** Opening Extracted information block **
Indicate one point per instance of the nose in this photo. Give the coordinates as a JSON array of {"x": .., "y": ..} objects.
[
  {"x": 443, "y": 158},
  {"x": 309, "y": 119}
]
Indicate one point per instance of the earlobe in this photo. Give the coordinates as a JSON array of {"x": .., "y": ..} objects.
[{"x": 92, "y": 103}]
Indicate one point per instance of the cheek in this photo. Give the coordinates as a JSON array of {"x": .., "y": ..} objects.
** Closing Extracted information block **
**What you should do**
The answer must be the complete set of entries, retyped exactly.

**Response**
Indicate one point per instance of the nose in this photo. Give the coordinates as a JSON array of {"x": .., "y": ..} objects.
[
  {"x": 443, "y": 158},
  {"x": 309, "y": 119}
]
Indicate one point per instance of the earlobe in this photo. Give the coordinates as a JSON array of {"x": .., "y": ..} objects.
[{"x": 92, "y": 103}]
Indicate one point per instance of the cheek in this photo. Give the coordinates as a JSON array of {"x": .., "y": ..} objects.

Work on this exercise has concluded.